_DATA FOR PROCESSING:_
━━━━━━━━━━━━━━━━

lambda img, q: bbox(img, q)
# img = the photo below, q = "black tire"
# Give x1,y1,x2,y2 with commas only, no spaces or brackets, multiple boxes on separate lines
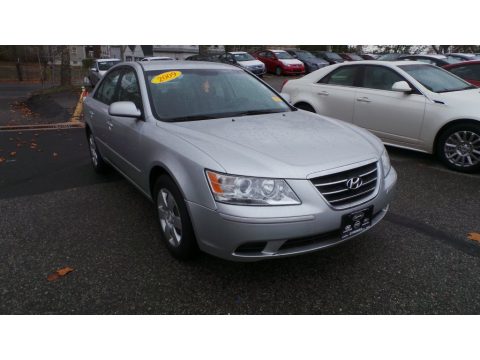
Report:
275,66,282,76
295,103,316,113
154,175,199,260
437,122,480,173
87,131,109,173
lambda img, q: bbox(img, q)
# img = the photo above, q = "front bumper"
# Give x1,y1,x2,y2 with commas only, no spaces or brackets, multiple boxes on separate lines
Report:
283,67,305,75
187,166,397,261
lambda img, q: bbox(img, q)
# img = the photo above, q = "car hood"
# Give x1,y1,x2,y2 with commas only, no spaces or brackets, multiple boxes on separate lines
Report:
162,111,382,179
238,60,264,67
280,59,304,66
432,88,480,113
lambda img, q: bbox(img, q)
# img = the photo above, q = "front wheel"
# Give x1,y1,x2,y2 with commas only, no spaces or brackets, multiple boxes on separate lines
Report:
437,123,480,173
154,175,199,260
275,66,282,76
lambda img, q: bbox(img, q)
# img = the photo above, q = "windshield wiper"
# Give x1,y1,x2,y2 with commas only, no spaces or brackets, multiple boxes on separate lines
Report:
168,114,224,122
230,109,288,117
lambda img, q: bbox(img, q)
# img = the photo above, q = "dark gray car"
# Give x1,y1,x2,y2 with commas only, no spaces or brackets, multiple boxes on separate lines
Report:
285,49,330,73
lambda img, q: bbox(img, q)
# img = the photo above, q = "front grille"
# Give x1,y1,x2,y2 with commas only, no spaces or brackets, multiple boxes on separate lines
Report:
278,230,340,251
311,162,378,208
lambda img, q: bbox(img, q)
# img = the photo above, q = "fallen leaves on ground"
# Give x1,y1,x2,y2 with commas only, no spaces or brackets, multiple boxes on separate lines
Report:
9,151,16,157
52,152,58,158
47,267,74,282
467,232,480,243
0,157,5,164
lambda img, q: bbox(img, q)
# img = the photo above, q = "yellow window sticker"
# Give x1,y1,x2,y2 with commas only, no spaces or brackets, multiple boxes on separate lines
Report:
272,96,282,102
151,71,182,84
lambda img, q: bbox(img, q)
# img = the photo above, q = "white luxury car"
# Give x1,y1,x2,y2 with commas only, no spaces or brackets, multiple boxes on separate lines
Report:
282,61,480,172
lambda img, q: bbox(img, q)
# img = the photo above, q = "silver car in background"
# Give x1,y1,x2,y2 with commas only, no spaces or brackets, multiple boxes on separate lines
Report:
218,51,266,76
88,58,121,87
83,61,397,261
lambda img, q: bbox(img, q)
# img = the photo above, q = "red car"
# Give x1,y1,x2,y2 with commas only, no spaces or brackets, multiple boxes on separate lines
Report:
252,49,305,76
443,60,480,87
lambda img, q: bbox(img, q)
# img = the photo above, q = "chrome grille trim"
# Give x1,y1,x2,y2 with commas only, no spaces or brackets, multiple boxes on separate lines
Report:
311,161,379,208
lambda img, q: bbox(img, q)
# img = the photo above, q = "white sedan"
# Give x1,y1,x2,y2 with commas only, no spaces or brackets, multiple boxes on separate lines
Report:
282,61,480,172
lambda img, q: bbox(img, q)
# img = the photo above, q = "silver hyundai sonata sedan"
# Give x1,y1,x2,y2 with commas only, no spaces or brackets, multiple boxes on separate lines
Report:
83,61,397,261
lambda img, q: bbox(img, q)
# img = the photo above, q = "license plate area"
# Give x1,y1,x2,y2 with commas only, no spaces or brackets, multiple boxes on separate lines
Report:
341,206,374,239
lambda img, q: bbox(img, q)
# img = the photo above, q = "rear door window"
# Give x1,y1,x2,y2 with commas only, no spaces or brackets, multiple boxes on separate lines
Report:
319,66,359,86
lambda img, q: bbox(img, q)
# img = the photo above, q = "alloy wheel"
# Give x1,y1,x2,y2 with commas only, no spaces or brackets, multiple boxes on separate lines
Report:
444,130,480,168
157,188,183,247
89,134,98,167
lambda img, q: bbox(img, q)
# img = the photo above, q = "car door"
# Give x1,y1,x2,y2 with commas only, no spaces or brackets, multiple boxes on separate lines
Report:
309,65,360,122
107,66,147,184
263,51,276,73
87,68,122,160
353,65,426,144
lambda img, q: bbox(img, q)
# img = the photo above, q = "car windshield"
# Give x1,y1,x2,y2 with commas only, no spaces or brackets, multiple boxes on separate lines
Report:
146,68,291,122
325,52,343,60
399,64,475,93
296,51,315,60
349,54,363,60
377,54,401,61
274,51,294,59
233,53,255,61
97,60,120,71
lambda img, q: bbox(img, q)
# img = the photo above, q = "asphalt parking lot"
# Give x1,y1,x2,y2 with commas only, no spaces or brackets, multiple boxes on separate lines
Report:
0,81,479,314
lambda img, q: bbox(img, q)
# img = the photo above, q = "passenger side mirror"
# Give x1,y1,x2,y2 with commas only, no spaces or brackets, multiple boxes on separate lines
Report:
91,67,97,72
392,81,412,93
109,101,142,118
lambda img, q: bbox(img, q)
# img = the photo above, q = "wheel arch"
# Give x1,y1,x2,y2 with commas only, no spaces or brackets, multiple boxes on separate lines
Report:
433,118,480,154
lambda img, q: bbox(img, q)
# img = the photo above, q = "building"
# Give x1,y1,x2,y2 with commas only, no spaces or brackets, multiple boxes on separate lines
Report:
152,45,225,60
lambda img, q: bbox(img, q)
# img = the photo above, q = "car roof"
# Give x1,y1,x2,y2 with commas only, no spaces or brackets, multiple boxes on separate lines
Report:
444,59,480,68
325,60,425,66
268,49,287,52
95,58,121,62
402,54,447,59
229,51,248,54
138,60,239,71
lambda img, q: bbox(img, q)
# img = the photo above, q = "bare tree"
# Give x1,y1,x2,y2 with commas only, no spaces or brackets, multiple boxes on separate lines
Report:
58,45,71,86
199,45,209,56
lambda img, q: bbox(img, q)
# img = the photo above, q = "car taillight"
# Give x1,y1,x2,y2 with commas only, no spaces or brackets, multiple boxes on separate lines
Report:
281,79,289,92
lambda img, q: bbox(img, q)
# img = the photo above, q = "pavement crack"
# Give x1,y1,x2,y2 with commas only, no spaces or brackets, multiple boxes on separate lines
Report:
384,212,480,257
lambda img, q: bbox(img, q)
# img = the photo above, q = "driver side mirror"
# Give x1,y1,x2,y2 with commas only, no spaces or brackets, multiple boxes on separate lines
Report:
91,67,97,72
392,81,412,93
109,101,142,118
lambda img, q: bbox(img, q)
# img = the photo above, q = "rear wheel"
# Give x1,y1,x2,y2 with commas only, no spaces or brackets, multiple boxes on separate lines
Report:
295,103,316,113
154,175,199,260
87,131,109,173
437,122,480,173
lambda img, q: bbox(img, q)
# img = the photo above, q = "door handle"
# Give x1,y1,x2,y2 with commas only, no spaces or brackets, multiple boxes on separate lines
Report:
106,118,113,129
357,97,371,103
317,91,329,96
89,110,95,119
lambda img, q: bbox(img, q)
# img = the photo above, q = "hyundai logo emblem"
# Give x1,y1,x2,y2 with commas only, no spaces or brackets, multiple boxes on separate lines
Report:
346,177,363,190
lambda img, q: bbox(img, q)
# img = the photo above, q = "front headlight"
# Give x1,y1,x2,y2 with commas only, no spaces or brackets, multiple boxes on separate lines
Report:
206,170,301,206
381,149,391,177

━━━━━━━━━━━━━━━━

_WORK REQUIRED:_ Reproduce each line of the data containing the word "white".

_FINAL ANSWER:_
# img = the photo above, q = "white luxury car"
# img = the photo above, q = "white sedan"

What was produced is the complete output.